● **EXCERPT TO READ**:
——————

Date: 2008-10-28 10:49 pm (UTC)
From: [identity profile] fpb.livejournal.com
The extent of things wrong is just staggering. They attacked poor Sachs because he would not appear on their show. They attacked an older man, in defiance of the universal norm that the elderly are to be respected. They attacked someone who is genuinely loved - Manuel is enduringly popular - and for good reason. They did so in the crudest, most villainous manner imaginable: where I come from, only thirteen-year-old schoolyard bullies say "I fucked your sister" as an insult. Nobody stopped for a minute to wonder about the sense of it, let alone the dencency or the point. And on and on...

Date: 2008-10-28 10:50 pm (UTC)
From: [identity profile] elegant-bonfire.livejournal.com
Thanks, it's just so concise, isn't it? ;)

Date: 2008-10-28 10:51 pm (UTC)
From: [identity profile] fpb.livejournal.com
The trouble is that these two are hand in glove with management. The BBC is doing everything in its power to defend them.

Date: 2008-10-28 10:54 pm (UTC)
From: [identity profile] elegant-bonfire.livejournal.com
If there's enough public complaints it might override that? That's what happened to the guys I mentioned above.

Something I Just Saw Earlier

Date: 2008-10-28 11:01 pm (UTC)
From: [identity profile] elegant-bonfire.livejournal.com
Have you seen this yet?--->

http://article.nationalreview.com/?q=YmFhYzIzMGQ1Y2FlMTA4N2M1N2VmZWUzM2Y4ZmNmYmI=

I'd be interested to know what you think of it.

——————

● **WORK TO DO**:
(A) Reproduce the part of the comment thread between "Date: 2008-10-28 10:49" and "isn't it? ;)", inclusive.
(B) Carry on the comment thread past its final line.

Shape annotation entries:
——————

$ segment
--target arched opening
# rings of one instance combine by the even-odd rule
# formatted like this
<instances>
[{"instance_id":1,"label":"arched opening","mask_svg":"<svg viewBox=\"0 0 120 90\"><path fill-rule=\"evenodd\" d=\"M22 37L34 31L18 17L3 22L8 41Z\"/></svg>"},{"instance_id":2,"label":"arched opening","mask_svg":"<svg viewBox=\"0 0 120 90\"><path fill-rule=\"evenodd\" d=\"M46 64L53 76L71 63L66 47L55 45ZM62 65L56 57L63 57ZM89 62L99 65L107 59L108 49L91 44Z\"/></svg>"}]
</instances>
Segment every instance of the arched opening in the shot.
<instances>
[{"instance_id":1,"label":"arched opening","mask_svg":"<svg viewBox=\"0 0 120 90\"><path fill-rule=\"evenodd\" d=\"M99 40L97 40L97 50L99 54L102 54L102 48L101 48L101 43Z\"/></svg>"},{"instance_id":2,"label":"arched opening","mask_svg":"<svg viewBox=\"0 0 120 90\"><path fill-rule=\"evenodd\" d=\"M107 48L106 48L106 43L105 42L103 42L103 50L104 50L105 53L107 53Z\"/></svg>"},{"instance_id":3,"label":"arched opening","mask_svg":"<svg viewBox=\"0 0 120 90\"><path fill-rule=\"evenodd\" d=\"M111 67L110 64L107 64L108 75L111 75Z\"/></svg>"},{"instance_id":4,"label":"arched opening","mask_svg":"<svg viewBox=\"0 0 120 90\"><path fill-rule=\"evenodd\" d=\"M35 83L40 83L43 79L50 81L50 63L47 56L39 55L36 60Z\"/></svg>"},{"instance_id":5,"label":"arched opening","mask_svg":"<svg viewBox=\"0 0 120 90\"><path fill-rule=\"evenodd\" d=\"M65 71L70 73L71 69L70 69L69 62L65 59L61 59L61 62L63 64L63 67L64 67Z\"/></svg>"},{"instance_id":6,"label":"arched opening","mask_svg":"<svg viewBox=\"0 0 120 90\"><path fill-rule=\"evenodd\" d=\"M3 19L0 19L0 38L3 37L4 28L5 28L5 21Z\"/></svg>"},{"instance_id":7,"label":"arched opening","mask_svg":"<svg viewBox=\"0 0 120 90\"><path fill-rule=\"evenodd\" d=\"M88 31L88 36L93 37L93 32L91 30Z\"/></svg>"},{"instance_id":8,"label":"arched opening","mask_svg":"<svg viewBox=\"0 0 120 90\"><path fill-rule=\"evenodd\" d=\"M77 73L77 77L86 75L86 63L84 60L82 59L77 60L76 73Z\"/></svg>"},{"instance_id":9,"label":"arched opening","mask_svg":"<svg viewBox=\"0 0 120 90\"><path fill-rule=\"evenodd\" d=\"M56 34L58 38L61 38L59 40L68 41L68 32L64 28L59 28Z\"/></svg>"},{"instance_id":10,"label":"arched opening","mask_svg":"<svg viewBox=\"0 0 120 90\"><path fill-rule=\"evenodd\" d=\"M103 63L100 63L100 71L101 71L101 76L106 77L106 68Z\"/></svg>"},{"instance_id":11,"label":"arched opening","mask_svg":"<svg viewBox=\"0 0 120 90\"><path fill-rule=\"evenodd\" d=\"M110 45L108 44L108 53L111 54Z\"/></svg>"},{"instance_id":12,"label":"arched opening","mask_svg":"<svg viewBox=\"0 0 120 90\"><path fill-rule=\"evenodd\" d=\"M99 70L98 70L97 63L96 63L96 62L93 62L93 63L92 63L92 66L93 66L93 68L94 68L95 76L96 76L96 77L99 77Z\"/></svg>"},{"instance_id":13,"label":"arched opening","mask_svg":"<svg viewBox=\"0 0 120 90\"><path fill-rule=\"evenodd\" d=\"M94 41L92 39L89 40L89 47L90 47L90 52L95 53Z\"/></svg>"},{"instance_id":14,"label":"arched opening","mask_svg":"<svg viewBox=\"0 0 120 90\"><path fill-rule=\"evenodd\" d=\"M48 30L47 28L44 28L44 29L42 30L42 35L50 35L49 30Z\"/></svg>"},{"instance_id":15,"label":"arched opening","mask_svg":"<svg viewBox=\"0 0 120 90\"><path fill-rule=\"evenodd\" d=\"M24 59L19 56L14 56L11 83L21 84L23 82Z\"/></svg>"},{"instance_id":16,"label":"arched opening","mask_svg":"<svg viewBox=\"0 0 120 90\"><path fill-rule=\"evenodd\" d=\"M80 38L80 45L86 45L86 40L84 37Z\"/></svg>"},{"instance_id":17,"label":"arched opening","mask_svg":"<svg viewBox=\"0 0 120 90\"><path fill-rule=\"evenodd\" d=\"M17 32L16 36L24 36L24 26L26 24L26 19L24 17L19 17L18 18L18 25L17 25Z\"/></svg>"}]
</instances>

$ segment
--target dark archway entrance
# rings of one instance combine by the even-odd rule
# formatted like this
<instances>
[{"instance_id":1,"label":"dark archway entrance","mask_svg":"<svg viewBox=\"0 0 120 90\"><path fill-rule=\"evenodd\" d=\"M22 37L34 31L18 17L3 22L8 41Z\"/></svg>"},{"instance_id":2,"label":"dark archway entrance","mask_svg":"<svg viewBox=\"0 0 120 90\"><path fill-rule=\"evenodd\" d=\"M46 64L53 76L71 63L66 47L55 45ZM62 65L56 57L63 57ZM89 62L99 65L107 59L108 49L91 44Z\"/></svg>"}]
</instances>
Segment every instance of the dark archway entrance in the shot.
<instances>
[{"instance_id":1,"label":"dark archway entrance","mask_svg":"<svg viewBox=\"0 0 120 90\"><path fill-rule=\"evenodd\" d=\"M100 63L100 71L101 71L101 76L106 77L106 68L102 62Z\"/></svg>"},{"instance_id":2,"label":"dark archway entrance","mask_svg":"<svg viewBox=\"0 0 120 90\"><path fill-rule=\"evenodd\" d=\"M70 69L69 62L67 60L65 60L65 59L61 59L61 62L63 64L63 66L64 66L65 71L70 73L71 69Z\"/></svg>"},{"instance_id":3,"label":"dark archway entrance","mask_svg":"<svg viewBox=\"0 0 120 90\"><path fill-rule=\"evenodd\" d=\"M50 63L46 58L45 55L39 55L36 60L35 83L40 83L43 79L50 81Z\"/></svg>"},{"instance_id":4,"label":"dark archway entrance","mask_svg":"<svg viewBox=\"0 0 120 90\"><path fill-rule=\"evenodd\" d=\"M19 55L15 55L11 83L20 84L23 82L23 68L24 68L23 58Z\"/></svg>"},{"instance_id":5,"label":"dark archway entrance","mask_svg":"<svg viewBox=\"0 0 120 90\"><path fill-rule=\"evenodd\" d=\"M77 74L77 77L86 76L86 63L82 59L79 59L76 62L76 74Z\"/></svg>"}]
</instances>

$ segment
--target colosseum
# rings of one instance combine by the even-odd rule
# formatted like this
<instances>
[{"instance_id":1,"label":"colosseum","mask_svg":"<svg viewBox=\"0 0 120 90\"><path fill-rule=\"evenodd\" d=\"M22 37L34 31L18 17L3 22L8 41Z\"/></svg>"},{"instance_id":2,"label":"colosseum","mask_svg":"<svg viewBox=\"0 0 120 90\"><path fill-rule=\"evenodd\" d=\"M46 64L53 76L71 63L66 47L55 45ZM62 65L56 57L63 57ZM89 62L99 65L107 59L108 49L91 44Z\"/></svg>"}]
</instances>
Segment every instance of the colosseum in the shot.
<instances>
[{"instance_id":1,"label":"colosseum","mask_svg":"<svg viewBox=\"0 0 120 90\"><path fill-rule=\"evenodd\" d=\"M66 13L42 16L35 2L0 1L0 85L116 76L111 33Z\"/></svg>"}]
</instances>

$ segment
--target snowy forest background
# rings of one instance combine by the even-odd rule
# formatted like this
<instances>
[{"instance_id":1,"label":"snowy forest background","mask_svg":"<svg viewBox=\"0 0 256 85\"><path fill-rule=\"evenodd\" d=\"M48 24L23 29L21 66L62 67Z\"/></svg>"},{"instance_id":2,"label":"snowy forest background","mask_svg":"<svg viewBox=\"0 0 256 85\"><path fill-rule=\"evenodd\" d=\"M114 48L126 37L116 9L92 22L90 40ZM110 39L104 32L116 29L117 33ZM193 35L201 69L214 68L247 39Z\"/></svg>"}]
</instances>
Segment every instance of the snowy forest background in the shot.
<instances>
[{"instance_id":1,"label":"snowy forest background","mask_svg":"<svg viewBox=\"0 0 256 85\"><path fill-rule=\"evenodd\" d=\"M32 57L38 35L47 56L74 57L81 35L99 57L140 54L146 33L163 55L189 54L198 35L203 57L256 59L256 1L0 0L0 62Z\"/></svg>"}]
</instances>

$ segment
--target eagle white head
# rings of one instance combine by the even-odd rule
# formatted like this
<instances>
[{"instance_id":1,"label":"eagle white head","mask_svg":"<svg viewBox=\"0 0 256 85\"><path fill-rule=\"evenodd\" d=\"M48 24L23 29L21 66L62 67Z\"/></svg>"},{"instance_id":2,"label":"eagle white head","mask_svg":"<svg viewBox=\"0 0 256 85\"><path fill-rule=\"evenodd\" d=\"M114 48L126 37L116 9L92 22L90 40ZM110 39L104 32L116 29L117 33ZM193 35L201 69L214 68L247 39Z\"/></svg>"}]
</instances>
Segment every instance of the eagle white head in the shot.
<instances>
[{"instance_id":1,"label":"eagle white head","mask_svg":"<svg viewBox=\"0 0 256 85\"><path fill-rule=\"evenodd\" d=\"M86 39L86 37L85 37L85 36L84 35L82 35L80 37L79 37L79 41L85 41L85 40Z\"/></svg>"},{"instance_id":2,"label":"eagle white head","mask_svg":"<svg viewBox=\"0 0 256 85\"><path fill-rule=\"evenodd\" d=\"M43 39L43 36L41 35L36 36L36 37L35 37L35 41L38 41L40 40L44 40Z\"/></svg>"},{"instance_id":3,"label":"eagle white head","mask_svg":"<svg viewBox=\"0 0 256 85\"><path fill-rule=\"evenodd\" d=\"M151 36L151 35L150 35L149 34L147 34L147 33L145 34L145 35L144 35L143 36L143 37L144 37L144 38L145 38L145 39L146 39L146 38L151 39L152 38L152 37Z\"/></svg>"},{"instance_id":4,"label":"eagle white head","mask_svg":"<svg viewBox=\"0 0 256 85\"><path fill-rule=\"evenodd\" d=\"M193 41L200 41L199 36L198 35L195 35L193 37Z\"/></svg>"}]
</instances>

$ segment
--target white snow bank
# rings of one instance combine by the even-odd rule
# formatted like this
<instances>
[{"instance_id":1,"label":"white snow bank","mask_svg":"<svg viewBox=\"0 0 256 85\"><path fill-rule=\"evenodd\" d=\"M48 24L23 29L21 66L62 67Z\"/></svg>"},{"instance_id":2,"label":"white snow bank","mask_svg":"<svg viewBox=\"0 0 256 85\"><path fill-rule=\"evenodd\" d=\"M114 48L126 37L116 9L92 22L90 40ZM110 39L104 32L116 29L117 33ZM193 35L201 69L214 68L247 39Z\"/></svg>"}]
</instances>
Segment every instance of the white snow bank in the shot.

——————

● **RESULTS**:
(A)
Date: 2008-10-28 10:49 pm (UTC)
From: [identity profile] fpb.livejournal.com
The extent of things wrong is just staggering. They attacked poor Sachs because he would not appear on their show. They attacked an older man, in defiance of the universal norm that the elderly are to be respected. They attacked someone who is genuinely loved - Manuel is enduringly popular - and for good reason. They did so in the crudest, most villainous manner imaginable: where I come from, only thirteen-year-old schoolyard bullies say "I fucked your sister" as an insult. Nobody stopped for a minute to wonder about the sense of it, let alone the dencency or the point. And on and on...

Date: 2008-10-28 10:50 pm (UTC)
From: [identity profile] elegant-bonfire.livejournal.com
Thanks, it's just so concise, isn't it? ;)

(B)
Date: 2008-10-28 11:33 pm (UTC)
From: [identity profile] starshipcat.livejournal.com
Stomach-turning.

Unfortunately, there is a substantial audience who thinks that smutty talk is hilarious, and that it's even funnier when the person being talked about is in no position to defend him- or herself.

Otherwise, why would a whole pack of so-called comedians like Andrew Dice Clay have made such careers of talk that ought to have gotten their mouths washed out with soap when they were of an age that it might have done some good.

Date: 2008-10-29 01:34 am (UTC)
From: [identity profile] affablestranger.livejournal.com
Wow. Damn. That's revolting. But it was done in the name of entertainment so the Beeb'll do their best to defend them.

Date: 2008-10-29 08:41 am (UTC)
filialucis: (wtf)
From: [personal profile] filialucis
Thanks for the link... I think. What an inexpressibly revolting story. :S

Date: 2008-10-29 08:54 am (UTC)
From: [identity profile] fpb.livejournal.com
"Inexpressibly revolting" just about sums it up. The most horrendous fact about it is that this kind of ambush is apparently standard practice among radio jocks. The fact that I never follow those broadcasts explains, I suppose, why I find it so outrageous. But it is not myself alone - millions upon millions of Britons are disgusted and protesting, which gives me some slight hope.

Date: 2008-10-29 08:57 am (UTC)
From: [identity profile] fpb.livejournal.com
You talk as if the BBC were sensitive to public complaints. They aren't. They are not paid for by the pubic, but by a tax - a "canon" - on every TV set in the country, and if you don't pay you go to jail. Even [personal profile] kennahijja, a German leftie with no love for private media businesses, is outraged at the idea.

Date: 2008-10-29 10:20 pm (UTC)
From: [identity profile] elegant-bonfire.livejournal.com
That's....words fail me. If I lived there I probably wouldn't have a TV set, rather than pay the tax. I already get people saying "OMGyoudon'thavecable!!!1" to me on a regular basis, but I refuse to pay for extra channels when most of my favorite shows are on network (=free) channels.

Date: 2008-10-30 02:16 am (UTC)
From: [identity profile] dustthouart.livejournal.com
They've both been sacked/"resigned".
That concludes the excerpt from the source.